──────── Supplied data ────────

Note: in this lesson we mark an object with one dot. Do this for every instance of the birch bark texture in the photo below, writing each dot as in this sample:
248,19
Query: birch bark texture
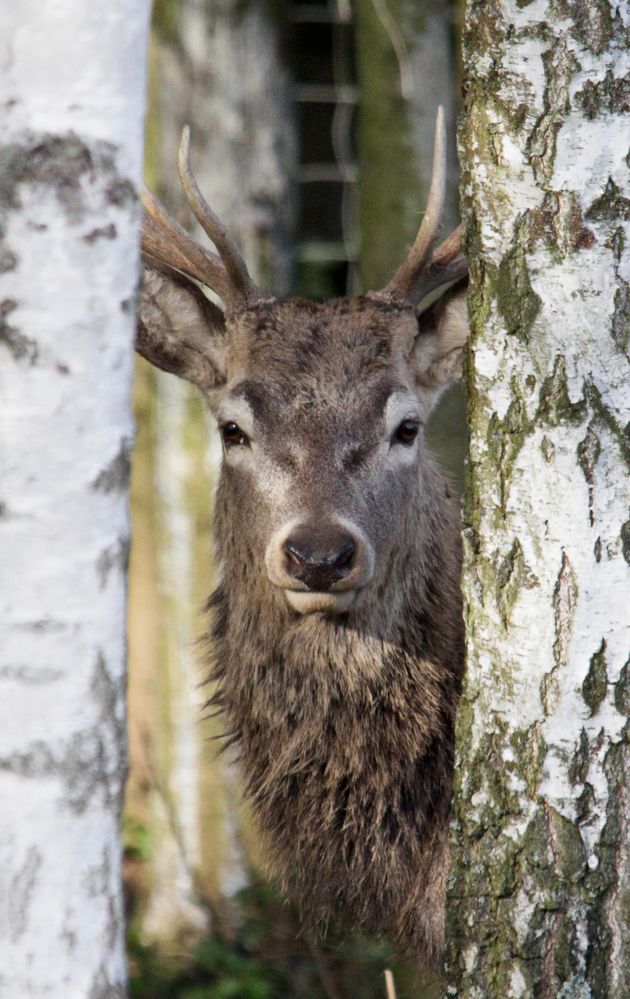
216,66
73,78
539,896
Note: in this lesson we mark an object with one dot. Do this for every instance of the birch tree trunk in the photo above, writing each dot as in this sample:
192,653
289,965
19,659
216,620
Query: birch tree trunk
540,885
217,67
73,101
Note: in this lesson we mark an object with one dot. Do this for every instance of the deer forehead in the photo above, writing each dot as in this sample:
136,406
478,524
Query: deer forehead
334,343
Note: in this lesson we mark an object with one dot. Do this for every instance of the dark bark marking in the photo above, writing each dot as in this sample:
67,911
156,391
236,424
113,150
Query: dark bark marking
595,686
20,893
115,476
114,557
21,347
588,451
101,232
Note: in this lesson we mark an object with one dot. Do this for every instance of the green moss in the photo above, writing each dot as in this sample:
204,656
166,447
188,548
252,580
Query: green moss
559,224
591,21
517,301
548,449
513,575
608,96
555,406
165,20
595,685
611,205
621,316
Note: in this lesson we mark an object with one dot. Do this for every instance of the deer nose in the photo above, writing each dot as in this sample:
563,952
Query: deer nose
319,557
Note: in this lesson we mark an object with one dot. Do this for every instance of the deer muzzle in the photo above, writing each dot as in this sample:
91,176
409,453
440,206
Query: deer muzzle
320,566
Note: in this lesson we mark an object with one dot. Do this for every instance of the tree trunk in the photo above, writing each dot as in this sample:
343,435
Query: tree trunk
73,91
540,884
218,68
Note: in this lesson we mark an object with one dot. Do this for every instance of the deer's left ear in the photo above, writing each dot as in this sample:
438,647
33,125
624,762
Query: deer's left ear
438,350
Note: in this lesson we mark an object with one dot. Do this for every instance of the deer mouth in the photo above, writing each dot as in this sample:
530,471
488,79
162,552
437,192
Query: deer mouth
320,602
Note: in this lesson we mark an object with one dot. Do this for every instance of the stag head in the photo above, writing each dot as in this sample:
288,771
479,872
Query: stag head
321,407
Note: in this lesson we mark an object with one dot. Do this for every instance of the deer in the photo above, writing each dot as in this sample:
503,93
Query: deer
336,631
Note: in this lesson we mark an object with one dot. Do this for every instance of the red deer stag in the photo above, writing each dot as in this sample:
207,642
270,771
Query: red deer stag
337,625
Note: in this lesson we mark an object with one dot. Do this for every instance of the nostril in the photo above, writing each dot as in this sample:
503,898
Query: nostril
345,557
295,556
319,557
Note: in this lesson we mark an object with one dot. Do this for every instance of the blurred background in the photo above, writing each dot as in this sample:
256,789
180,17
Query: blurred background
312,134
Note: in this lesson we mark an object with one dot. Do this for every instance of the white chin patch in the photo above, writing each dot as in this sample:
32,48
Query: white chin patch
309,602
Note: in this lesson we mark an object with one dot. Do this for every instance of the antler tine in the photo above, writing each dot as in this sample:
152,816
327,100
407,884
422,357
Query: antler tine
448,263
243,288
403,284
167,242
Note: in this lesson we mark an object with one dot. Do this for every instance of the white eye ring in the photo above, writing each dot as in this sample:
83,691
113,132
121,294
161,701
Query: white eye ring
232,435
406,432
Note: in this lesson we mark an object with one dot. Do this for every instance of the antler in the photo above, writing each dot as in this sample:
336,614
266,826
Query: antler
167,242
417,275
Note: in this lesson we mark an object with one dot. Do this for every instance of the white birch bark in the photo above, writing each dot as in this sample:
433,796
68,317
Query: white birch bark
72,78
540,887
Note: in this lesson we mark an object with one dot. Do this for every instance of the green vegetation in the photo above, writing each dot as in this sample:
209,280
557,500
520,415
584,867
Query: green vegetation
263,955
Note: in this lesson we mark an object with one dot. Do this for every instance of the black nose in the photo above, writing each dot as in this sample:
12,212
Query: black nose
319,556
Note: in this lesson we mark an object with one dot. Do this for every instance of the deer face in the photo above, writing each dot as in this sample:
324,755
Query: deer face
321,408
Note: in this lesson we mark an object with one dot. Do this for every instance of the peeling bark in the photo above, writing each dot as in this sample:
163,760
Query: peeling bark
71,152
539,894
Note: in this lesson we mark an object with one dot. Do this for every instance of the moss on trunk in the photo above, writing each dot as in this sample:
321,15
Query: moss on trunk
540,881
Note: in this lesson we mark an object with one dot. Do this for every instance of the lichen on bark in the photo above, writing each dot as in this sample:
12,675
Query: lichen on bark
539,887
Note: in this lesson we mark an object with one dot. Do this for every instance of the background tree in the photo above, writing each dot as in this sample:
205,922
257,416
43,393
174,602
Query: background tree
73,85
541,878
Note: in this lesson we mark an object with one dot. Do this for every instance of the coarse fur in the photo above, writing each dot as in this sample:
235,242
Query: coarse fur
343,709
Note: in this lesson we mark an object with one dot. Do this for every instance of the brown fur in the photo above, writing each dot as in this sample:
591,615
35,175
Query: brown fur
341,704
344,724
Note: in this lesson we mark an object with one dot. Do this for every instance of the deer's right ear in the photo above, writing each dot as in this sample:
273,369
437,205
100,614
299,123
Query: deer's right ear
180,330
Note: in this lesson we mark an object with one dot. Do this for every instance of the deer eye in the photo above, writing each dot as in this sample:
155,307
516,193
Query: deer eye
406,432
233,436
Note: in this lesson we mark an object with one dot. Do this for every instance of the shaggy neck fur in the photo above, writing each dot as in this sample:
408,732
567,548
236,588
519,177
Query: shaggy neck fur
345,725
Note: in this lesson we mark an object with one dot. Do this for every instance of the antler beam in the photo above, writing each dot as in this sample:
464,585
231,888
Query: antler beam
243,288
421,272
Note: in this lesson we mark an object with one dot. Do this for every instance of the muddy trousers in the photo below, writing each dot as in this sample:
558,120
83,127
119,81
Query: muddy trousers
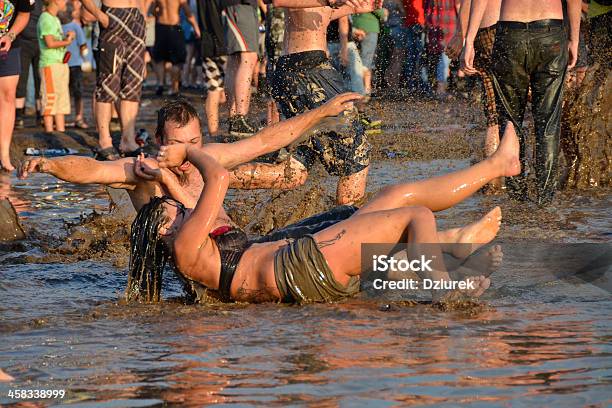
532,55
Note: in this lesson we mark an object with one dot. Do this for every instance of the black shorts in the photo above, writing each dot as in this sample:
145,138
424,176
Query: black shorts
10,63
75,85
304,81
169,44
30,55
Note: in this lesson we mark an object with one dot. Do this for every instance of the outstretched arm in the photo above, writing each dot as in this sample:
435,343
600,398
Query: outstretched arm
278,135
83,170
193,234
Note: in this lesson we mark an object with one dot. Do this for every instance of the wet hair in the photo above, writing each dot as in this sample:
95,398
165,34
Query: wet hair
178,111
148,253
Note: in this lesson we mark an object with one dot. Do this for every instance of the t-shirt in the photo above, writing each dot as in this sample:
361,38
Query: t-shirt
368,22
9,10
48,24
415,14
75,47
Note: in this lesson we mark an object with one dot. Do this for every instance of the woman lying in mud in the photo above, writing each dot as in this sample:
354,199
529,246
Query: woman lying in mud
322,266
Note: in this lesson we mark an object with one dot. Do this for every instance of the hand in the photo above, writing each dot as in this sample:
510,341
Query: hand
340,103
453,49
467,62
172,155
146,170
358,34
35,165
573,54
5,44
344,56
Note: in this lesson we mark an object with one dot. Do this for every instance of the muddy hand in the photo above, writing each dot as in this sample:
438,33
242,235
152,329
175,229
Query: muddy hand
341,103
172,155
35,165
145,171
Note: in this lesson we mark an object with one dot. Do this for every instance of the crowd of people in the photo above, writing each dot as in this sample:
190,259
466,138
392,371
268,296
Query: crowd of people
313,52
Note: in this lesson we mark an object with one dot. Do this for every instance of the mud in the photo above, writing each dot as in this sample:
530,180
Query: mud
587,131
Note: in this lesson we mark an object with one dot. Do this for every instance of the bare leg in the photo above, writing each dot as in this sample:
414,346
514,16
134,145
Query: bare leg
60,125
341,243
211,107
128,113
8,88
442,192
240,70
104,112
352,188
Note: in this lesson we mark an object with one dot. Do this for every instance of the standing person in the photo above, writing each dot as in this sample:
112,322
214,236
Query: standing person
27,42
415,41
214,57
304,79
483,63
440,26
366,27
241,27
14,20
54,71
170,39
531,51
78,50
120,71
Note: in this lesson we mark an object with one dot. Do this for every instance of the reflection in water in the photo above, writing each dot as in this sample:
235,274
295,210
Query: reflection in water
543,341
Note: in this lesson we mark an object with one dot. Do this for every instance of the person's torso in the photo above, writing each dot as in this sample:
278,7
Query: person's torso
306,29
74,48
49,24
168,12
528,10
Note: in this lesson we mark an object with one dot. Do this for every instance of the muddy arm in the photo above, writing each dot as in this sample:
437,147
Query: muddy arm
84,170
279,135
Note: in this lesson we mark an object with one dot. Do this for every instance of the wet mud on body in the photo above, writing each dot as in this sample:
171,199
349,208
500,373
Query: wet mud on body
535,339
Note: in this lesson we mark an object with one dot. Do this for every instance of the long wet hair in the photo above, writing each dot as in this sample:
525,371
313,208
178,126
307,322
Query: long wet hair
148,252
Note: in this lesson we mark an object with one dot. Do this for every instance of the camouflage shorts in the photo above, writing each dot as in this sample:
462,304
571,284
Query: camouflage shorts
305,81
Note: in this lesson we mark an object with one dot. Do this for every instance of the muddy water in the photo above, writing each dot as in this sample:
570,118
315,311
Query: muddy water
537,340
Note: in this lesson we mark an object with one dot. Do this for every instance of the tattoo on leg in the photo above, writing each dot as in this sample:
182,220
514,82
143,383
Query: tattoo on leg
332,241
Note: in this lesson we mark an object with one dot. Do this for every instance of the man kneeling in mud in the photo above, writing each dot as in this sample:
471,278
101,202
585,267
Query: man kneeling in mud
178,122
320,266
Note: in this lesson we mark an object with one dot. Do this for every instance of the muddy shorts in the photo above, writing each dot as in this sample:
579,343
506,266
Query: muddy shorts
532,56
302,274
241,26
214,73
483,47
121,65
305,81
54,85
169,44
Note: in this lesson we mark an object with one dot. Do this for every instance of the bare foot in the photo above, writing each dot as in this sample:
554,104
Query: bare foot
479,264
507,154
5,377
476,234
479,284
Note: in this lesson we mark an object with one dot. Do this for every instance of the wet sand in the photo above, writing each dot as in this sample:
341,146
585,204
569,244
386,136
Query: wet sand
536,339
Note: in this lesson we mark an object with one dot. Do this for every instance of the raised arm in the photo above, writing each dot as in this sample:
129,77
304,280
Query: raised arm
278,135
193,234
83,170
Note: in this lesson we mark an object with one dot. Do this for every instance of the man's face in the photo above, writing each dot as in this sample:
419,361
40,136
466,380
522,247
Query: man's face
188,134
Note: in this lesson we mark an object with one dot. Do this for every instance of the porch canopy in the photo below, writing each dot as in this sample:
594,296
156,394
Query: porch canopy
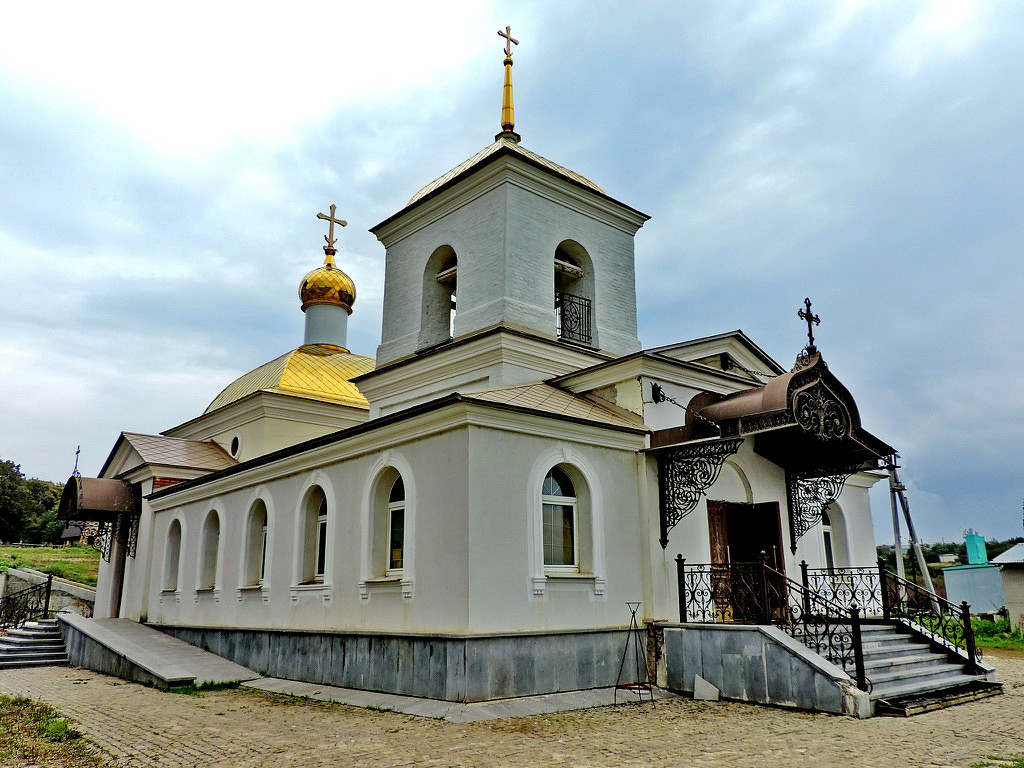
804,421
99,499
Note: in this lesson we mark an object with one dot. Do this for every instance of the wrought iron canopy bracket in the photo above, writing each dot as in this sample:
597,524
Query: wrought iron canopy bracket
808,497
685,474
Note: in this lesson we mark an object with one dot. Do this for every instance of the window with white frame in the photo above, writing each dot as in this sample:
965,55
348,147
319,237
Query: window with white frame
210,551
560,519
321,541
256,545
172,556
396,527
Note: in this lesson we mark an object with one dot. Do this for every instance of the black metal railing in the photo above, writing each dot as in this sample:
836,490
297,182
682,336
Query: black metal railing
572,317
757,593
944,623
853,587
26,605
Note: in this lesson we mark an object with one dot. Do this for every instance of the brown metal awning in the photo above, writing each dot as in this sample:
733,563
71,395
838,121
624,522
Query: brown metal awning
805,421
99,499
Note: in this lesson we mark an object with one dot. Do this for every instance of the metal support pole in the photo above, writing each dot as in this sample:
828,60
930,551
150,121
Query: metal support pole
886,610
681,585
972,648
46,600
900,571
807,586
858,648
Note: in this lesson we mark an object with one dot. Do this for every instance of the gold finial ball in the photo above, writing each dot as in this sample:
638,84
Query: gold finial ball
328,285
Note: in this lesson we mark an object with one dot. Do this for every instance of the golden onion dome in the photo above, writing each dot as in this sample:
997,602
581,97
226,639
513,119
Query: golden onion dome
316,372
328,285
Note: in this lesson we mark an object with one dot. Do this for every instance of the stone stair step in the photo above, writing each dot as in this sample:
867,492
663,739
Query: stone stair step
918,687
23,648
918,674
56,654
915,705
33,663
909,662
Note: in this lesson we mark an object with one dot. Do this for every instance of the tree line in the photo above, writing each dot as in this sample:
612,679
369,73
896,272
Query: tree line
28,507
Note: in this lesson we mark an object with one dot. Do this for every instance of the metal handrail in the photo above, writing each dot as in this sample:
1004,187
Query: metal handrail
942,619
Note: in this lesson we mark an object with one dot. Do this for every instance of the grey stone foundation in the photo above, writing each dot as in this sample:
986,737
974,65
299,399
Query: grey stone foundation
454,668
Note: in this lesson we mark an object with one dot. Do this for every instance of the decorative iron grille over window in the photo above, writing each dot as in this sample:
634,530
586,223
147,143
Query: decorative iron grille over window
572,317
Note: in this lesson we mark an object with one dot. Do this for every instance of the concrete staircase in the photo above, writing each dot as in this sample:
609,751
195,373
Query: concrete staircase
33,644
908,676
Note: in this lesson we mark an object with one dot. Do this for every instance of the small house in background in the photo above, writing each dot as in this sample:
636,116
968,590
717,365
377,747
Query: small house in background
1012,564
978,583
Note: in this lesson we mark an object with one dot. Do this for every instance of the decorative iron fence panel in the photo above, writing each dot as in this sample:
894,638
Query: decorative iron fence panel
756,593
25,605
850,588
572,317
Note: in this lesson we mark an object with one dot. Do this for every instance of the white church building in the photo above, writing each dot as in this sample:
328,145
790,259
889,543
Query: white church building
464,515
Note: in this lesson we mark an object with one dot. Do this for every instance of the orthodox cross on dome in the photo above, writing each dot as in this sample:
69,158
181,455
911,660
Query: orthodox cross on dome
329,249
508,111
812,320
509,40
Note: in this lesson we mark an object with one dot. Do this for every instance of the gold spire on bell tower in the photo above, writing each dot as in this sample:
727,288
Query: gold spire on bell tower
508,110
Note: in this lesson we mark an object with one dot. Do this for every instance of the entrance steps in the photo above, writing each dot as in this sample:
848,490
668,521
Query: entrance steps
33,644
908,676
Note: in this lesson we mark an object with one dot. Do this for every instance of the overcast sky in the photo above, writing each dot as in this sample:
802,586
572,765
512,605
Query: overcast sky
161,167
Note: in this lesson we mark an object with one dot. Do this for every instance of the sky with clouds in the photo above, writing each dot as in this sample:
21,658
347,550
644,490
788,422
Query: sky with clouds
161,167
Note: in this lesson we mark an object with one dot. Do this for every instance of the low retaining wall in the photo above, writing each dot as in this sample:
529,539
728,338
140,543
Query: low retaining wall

────────

What lines in the records above include the string "below"? Copy each one.

Note: in this lesson we mark an object with one dot. Do this for every instance of the birch bark texture in the photo below, writing each dot as in this sample:
Note: in this lesson we mark an object with one dot. Do this for every instance of the muddy trousers in the photo below, writing each dot as in this sample:
Note: in this lesson we mark an object with one dot. Do this for every instance of the porch canopy in the photo below, writing each dot as in this sample:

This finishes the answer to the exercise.